Which lines below contain the word "white"? List each of them in full.

+++ INFORMATION SUPPLIED +++

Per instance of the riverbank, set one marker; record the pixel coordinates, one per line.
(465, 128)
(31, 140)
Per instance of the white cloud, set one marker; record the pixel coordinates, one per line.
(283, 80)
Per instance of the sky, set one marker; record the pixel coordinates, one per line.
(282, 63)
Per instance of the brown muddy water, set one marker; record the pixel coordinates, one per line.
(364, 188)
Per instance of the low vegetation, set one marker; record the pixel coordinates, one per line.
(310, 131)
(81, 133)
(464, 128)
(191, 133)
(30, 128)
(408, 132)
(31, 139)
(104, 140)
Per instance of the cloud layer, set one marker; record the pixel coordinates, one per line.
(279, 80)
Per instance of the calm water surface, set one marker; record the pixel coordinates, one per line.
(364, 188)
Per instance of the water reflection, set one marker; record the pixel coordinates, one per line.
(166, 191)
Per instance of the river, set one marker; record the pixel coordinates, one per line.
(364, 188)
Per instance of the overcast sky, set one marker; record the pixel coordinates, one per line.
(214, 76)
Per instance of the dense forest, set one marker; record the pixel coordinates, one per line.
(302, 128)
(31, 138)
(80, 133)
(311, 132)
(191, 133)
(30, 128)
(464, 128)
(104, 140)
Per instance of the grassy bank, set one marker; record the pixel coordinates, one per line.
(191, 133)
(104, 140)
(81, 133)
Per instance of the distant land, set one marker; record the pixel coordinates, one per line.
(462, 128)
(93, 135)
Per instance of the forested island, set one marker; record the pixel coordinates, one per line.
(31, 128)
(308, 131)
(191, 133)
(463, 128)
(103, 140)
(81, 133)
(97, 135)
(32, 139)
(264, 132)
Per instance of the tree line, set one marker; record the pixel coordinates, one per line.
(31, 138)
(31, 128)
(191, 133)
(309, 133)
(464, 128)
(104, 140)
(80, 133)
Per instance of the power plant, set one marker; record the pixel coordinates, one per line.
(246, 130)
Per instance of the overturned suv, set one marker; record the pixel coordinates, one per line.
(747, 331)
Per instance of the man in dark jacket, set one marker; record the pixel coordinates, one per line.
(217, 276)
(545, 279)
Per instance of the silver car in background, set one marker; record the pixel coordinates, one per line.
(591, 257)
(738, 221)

+++
+++ INFORMATION SUPPLIED +++

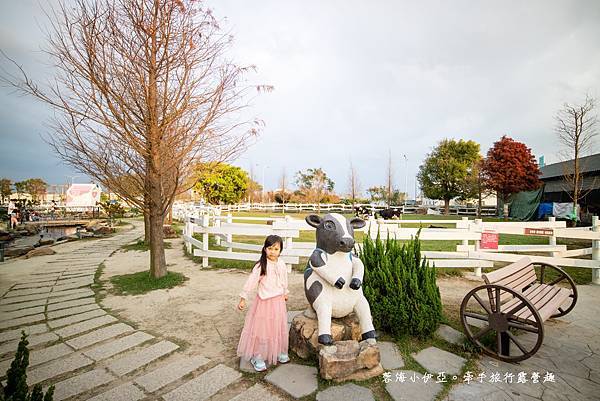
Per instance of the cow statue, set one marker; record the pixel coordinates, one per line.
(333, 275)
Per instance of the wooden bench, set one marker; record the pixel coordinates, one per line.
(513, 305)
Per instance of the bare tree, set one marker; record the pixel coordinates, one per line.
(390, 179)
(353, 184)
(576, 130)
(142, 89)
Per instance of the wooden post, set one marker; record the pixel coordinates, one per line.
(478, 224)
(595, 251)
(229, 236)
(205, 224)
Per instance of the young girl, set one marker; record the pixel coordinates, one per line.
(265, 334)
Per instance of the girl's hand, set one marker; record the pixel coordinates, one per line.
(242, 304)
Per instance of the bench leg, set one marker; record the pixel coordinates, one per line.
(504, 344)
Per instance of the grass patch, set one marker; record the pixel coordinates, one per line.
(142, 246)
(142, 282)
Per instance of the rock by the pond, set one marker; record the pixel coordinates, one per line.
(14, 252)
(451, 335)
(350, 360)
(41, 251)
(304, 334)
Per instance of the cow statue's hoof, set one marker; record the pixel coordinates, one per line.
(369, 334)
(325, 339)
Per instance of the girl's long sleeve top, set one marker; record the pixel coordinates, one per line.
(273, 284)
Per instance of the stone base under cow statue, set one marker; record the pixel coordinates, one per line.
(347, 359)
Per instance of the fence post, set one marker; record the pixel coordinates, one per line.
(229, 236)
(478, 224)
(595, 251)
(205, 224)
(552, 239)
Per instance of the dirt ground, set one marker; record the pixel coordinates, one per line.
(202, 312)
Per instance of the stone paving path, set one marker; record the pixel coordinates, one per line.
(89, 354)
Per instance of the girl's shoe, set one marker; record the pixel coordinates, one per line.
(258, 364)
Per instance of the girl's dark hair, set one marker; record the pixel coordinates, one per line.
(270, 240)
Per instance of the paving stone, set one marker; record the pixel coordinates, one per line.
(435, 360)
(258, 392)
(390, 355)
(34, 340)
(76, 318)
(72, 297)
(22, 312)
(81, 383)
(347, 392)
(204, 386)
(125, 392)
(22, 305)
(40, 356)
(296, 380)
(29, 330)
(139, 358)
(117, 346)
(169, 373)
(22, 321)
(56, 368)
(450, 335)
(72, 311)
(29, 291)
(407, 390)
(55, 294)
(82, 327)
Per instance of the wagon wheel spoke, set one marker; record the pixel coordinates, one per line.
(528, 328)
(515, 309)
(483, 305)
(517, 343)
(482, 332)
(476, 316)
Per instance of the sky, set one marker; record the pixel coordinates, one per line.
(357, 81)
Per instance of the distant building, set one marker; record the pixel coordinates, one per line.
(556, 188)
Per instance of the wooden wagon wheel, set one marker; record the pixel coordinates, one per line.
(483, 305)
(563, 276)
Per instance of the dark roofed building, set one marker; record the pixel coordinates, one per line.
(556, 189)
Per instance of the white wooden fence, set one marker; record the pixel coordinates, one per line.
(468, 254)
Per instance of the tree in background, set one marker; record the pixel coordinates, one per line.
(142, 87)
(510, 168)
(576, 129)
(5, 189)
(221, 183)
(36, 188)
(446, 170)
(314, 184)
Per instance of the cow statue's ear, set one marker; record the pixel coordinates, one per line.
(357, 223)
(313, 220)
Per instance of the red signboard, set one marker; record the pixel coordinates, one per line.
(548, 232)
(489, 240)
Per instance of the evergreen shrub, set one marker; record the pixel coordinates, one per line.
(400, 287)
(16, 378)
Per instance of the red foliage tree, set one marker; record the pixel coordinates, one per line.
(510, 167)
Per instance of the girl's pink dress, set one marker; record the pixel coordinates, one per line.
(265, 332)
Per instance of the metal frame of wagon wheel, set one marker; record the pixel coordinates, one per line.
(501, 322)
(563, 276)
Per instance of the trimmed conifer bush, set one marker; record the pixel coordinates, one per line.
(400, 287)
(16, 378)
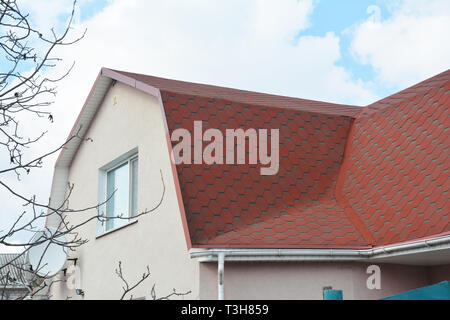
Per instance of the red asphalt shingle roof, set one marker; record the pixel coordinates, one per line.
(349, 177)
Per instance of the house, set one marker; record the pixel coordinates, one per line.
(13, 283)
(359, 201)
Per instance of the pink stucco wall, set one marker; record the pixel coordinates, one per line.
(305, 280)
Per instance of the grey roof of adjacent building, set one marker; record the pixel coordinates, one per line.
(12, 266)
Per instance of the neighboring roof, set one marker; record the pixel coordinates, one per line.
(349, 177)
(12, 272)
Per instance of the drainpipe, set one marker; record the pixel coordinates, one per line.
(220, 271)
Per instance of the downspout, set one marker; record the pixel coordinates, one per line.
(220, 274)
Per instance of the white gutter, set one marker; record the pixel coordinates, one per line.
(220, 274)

+++

* _ANSWER FOR THE TASK_
Per instance of the white cloud, set one marker; record the pixel coordinates, one per line.
Per instance of the white wooden fence, set one marker; record the pixel coordinates, one per line.
Per instance of the white gutter, set one marker; record the pixel coordinates, one per line.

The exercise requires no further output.